Problem details -> Extract the text of all the records below verbatim, line for line, leaving out the pictures.

'''

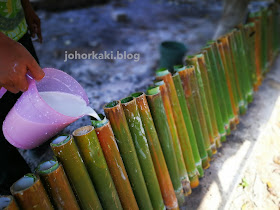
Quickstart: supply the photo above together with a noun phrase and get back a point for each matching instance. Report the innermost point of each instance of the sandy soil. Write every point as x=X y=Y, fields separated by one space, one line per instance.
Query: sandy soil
x=148 y=24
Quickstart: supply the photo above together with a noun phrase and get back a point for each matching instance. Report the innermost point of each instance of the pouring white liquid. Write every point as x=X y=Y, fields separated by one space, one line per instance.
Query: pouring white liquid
x=68 y=104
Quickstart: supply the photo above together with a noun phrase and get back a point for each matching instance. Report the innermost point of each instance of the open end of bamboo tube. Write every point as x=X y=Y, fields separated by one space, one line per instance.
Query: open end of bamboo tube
x=153 y=90
x=138 y=94
x=47 y=167
x=179 y=68
x=23 y=183
x=60 y=140
x=159 y=83
x=83 y=130
x=102 y=122
x=211 y=42
x=5 y=201
x=126 y=100
x=111 y=104
x=161 y=72
x=191 y=56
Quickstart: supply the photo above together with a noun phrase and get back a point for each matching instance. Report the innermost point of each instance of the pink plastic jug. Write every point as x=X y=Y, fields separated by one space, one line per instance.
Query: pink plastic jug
x=32 y=121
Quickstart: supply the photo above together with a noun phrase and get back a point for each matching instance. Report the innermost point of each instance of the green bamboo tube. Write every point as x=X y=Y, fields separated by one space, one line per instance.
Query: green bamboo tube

'''

Answer to this problem ->
Quickstart: supply the photo above together with a noun phrase and get back a point for each matching instance. Report the innermost point of each instance of the sandy soil. Write every point as x=X y=Y, fields separated by one space, one line per instance.
Query: sandy soil
x=148 y=24
Quickstart: supply the photo above together with a noun phrase and get back a point for each matching instance. Report the innermost point of each instance of the pouring white liquid. Write every point as x=X y=Y, fields separated by one space, one line per instance.
Query: pouring white liquid
x=68 y=104
Quickstart: supply the photo above together with a noun phrase and get back a point for each matching instance. Report the innermost point of each instance of the open end of bamboo tube. Write every point as x=X y=Y, fields separated by one space, one line per instance.
Query: open end of bamboo tube
x=153 y=90
x=138 y=94
x=47 y=167
x=179 y=68
x=23 y=183
x=60 y=140
x=159 y=83
x=83 y=130
x=102 y=122
x=211 y=42
x=5 y=201
x=126 y=100
x=111 y=104
x=161 y=72
x=191 y=56
Quickstart: supply the photo above together with a noun phrase and get back a point for each matching instance. Report the innermost point of each instance of the pink plastic jug. Write every point as x=X y=Y, fields separated by one space, one line per instance.
Query: pink plastic jug
x=32 y=121
Quickstart: supply the photo above together with a noun phrase and get back a point for each matching instance. Report the innermost point of each instance of the green bamboo tube. Write every point as x=X y=Y, fields separated by one space, one line per instance.
Query: green bamboo tube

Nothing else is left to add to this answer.